● TASK OBJECTIVE: Without the pictures, set down everything in the listing exactly.

[[ SUPPLIED DATA, beginning ]]

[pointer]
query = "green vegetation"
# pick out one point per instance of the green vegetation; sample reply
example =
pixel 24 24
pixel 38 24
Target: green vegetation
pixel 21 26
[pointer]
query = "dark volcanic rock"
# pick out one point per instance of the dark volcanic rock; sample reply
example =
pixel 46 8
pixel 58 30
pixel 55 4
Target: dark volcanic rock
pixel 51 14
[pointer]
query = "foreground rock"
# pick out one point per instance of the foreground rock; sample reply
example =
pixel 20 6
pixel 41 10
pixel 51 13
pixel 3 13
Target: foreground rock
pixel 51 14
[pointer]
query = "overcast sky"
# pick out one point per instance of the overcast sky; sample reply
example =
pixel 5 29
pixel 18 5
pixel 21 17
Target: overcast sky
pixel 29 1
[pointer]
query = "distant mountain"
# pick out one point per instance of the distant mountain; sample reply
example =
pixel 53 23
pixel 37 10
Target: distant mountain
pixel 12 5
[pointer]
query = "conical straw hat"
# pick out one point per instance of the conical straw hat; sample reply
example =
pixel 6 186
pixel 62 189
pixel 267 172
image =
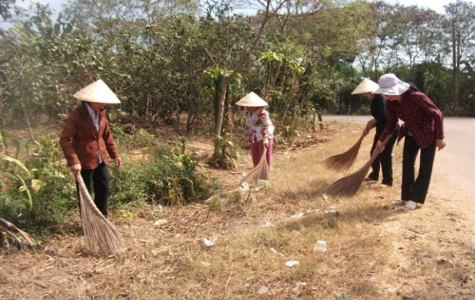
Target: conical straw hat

[[ SUPPLIED DATA, end ]]

● FINAL ANSWER:
[pointer]
query = "green vegetation"
# pick out one point per instance of the green vegetation; sample reply
example =
pixel 24 24
pixel 38 24
Target: green vegetation
pixel 21 26
[pointer]
query = "dark volcanic rock"
# pick out one point per instance of the dark volcanic rock; sample reply
example =
pixel 46 8
pixel 58 30
pixel 55 4
Target: dark volcanic rock
pixel 51 14
[pointer]
query = "foreground rock"
# pick out one point per instance of the foreground rock; sample reply
example =
pixel 20 6
pixel 41 10
pixel 51 13
pixel 3 13
Target: foreground rock
pixel 51 14
[pointer]
query = "overcast sky"
# pick out one point per instance of the overcast sky; sample reply
example =
pixel 5 29
pixel 18 5
pixel 21 17
Target: overcast sky
pixel 29 1
[pointer]
query = "distant mountain"
# pick out one point per instance of the distant mountain; sample reply
example =
pixel 53 23
pixel 37 10
Target: distant mountain
pixel 12 5
[pointer]
query = "conical straw hat"
# pick out one point per instance of the conical straw hat; sample reply
example =
pixel 6 186
pixel 62 189
pixel 267 172
image =
Target: conical straw hat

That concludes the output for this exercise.